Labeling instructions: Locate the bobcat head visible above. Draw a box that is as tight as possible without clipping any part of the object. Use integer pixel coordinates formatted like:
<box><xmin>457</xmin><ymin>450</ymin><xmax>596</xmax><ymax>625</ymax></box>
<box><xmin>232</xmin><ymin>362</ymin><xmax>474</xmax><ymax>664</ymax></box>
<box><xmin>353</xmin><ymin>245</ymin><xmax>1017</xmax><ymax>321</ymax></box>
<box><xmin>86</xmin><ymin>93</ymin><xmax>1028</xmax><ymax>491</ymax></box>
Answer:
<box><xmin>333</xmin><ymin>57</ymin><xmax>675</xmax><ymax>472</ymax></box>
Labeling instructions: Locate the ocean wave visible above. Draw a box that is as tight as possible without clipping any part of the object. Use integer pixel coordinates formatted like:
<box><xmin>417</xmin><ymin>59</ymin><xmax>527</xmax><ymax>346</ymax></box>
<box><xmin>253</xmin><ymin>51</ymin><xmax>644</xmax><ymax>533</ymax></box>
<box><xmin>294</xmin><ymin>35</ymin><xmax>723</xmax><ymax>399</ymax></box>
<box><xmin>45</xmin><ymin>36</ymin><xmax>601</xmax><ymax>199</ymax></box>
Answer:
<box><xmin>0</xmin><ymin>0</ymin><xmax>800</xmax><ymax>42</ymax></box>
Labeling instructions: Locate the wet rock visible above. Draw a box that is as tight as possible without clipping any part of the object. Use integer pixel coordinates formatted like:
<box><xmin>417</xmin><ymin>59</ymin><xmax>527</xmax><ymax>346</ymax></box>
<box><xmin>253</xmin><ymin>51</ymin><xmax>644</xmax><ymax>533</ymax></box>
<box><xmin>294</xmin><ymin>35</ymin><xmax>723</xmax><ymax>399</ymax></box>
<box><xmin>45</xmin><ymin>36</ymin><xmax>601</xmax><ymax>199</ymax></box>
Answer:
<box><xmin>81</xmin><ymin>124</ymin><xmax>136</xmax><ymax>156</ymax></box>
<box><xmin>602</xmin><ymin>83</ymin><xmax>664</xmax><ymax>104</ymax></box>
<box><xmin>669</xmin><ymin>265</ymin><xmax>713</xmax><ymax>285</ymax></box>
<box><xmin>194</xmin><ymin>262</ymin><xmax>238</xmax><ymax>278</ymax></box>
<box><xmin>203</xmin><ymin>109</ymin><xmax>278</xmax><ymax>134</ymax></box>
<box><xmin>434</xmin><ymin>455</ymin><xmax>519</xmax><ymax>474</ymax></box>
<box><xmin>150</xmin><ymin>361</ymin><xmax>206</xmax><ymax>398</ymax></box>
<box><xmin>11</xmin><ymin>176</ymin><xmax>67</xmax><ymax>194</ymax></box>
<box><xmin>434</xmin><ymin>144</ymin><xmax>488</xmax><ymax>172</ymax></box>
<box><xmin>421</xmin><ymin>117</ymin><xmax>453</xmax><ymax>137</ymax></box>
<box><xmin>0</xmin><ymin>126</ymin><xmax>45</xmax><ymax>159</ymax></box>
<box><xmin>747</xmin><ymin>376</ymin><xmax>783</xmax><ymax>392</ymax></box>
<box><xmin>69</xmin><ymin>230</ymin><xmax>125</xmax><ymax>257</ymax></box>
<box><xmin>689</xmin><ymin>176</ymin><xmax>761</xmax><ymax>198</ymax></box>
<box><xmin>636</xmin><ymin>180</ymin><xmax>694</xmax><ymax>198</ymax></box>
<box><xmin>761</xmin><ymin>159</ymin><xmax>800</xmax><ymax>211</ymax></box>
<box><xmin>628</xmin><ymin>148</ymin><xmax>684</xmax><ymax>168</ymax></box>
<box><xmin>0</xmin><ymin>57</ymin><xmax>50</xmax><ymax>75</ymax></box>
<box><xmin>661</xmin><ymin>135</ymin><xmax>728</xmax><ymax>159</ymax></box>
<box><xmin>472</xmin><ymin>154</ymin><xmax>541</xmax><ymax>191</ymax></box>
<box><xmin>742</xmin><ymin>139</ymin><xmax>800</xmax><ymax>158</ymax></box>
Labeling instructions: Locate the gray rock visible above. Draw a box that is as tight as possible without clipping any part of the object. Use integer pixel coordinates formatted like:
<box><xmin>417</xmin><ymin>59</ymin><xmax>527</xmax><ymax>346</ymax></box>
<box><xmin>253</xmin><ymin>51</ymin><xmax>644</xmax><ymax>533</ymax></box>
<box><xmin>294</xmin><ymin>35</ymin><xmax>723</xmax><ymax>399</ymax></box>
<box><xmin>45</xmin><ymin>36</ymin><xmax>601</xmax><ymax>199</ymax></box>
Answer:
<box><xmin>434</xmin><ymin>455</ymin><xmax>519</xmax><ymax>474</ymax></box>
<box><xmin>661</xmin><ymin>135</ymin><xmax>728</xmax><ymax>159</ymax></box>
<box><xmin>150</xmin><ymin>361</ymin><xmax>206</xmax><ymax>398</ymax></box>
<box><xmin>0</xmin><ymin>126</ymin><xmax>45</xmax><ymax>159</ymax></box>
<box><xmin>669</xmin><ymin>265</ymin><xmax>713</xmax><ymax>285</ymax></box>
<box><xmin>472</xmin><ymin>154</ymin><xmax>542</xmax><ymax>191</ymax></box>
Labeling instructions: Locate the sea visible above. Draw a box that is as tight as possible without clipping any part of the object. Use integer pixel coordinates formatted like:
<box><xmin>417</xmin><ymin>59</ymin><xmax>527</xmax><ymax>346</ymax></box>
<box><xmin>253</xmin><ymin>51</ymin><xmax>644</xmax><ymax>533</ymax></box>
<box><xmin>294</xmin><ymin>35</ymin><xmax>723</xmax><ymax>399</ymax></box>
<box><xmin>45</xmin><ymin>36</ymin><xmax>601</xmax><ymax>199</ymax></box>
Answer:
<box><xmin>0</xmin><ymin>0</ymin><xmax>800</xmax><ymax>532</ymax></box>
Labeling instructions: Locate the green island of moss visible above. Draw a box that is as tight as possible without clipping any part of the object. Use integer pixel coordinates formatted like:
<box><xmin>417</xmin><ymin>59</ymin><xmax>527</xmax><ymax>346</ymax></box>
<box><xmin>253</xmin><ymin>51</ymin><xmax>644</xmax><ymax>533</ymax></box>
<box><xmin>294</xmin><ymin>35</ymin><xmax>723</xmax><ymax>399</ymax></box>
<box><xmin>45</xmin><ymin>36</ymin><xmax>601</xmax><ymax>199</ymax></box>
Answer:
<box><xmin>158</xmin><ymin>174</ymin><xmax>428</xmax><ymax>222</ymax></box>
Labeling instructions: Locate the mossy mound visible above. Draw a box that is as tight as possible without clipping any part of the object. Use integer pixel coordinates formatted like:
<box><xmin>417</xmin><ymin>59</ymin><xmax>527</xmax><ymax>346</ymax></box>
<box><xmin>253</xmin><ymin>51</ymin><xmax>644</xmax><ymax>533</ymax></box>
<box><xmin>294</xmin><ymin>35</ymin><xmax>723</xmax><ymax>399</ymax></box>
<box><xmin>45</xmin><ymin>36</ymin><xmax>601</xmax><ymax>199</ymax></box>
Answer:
____________________
**Objective**
Reproduce the lines unchanged, starting with the line containing "Labeling instructions: Locate the mossy" and continuing through the last line of the entries.

**Written solution**
Labeling instructions: Locate the mossy mound visible above. Draw a box that is as tight as possible without clipping any part of the object. Use integer pixel coordinates formatted like:
<box><xmin>417</xmin><ymin>59</ymin><xmax>527</xmax><ymax>346</ymax></box>
<box><xmin>253</xmin><ymin>51</ymin><xmax>644</xmax><ymax>533</ymax></box>
<box><xmin>294</xmin><ymin>35</ymin><xmax>723</xmax><ymax>399</ymax></box>
<box><xmin>45</xmin><ymin>36</ymin><xmax>601</xmax><ymax>199</ymax></box>
Answer:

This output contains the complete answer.